* **WHAT YOU NEED TO DO**
Please copy every entry below word for word, leaving out any picture.

* **MATERIAL PROVIDED**
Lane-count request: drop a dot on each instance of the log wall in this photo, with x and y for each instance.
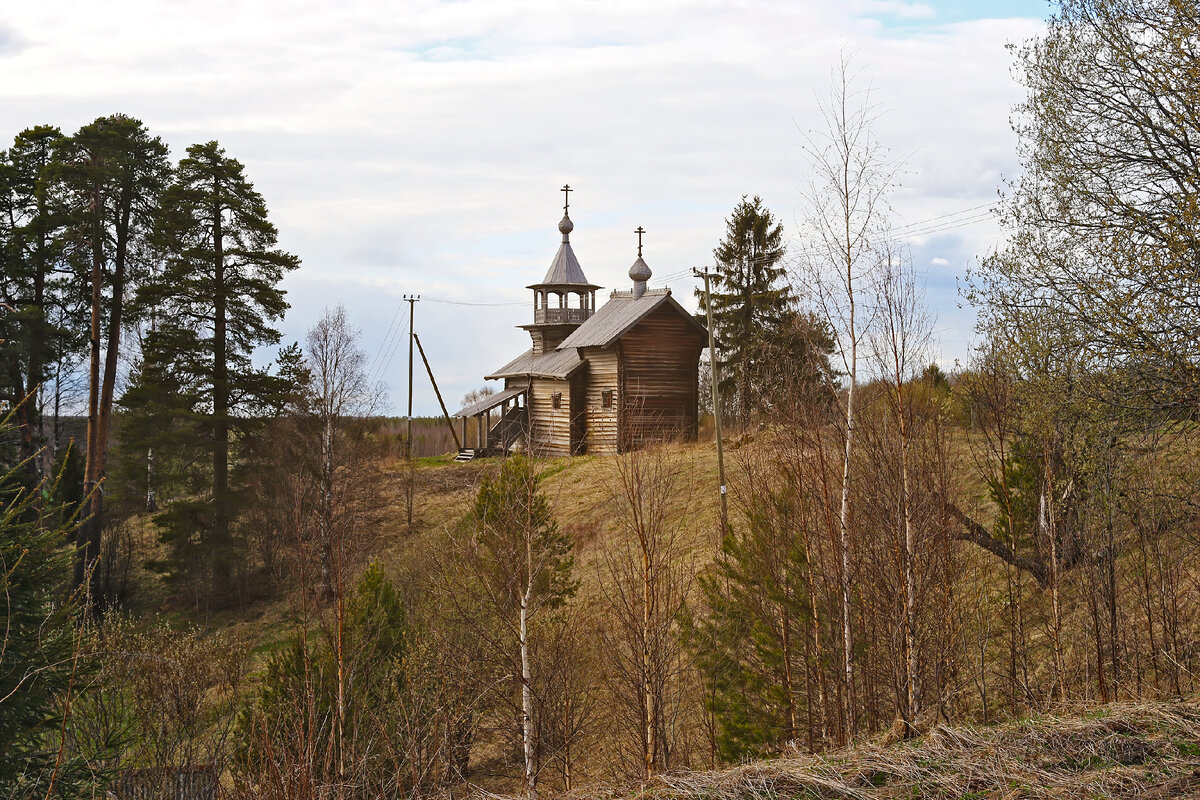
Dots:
(601, 422)
(550, 428)
(659, 362)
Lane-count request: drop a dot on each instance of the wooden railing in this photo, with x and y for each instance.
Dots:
(561, 316)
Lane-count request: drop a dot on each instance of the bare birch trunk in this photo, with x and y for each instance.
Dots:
(527, 698)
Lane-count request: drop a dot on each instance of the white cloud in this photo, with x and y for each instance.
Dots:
(419, 146)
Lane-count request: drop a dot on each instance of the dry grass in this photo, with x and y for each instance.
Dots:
(1116, 751)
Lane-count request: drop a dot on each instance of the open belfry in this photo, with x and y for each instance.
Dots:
(595, 380)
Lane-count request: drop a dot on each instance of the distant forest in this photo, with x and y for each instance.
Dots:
(221, 579)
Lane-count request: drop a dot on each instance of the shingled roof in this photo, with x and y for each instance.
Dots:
(619, 316)
(556, 364)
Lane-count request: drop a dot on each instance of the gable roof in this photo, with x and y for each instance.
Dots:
(557, 364)
(621, 314)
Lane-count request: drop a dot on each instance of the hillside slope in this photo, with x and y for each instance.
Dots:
(1146, 751)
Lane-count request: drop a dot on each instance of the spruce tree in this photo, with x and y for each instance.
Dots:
(214, 301)
(36, 283)
(750, 301)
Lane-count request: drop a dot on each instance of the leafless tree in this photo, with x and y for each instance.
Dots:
(648, 579)
(845, 214)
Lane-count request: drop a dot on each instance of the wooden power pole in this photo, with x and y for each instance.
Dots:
(408, 434)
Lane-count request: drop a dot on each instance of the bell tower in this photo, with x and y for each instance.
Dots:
(564, 299)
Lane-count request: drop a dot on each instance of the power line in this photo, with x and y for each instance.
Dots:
(387, 336)
(462, 302)
(946, 216)
(395, 346)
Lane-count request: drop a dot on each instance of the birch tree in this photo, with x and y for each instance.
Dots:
(846, 215)
(519, 564)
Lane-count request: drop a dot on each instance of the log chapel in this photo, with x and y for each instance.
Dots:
(595, 380)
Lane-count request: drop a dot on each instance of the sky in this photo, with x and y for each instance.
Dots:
(418, 146)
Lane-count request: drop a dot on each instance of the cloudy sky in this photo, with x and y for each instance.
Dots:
(418, 146)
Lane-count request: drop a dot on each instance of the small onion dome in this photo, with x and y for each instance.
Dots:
(640, 271)
(640, 274)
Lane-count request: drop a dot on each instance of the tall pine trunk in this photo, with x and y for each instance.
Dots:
(221, 560)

* **THE COMPLETED TASK**
Lane-count request: drop a dot on each instance of the log wall in this photo, with x and y for each instance.
Dots:
(601, 422)
(550, 428)
(659, 362)
Lane-count request: drop a dot on each instance of the wooden railing in this photo, with x and y for each instance.
Dots:
(561, 316)
Lane-count request: drop a dot on each instance of the bare birch trunk in this photo, with x and y for each instance.
Dots:
(527, 698)
Lane-count request: drop a dot on each instance of the white cloud in this photo, with x and y for each instance.
Dots:
(419, 146)
Lane-count request: drop a dot on each instance of the dry grass in this photo, with x and y for each instance.
Dots:
(1116, 751)
Lane-count request: drop a dot on each instance of the open belfry in this photo, with x and y for each instance.
Dots:
(595, 380)
Lane-count request: drop a dot on each instance of the distant forest in this photo, with x and y for each instance.
Dots:
(221, 579)
Lane-count request: drop a dot on each instance of the shingled roof in this photo, with x and y for each instance.
Dots:
(619, 316)
(556, 364)
Lane-count request: drop a dot on each instance of the gable roof in this photo, with x and y for each instance.
Dots:
(557, 364)
(621, 314)
Lane-count request: drop a dot on each instance of the hillside slope in this photo, with x and y for each instance.
Dots:
(1146, 751)
Lane-count request: drop a dot on each instance of the spruce tree in this photo, with x and y for each instance.
Dots:
(214, 301)
(36, 283)
(750, 301)
Lane-count request: drop a dot on each instance of the leafless tree in this photo, with x and y for each instance.
Dots:
(648, 579)
(845, 214)
Lane-count request: drop a dot on each instance of the wooden power pole in this photo, with x and y for each instance.
Dots:
(408, 434)
Lane-count request: drop a dot on each instance of the bell tower in this photo, with x and y for each instance.
Dots:
(564, 299)
Lane-count request: drop a dot on each instance of the power line in this photo, with x and y for each instance.
Dots:
(387, 336)
(462, 302)
(946, 216)
(395, 346)
Lane-count request: drop a dot on each instance of the birch tree in this photo, with x and y for each instance.
Dots:
(846, 215)
(519, 564)
Lane-count request: drop a dot on each instance of the log chapel in this photo, with x and y for each instance.
Dots:
(595, 380)
Lane-count request: drop a dot on each instance of the sky in this photo, with x and y for each instance.
Dots:
(418, 146)
Lane-count request: drop a dot on each instance of the cloudy sky in this photo, with x and y for each instance.
Dots:
(418, 146)
Lane-count request: drop a dot on each instance of the small onion dome in this photo, with x and y for each instance.
Dots:
(640, 271)
(640, 274)
Lane-count request: drop a dot on each instance of the tall pine trunk in this photo, with x and y for each instance.
Dots:
(221, 560)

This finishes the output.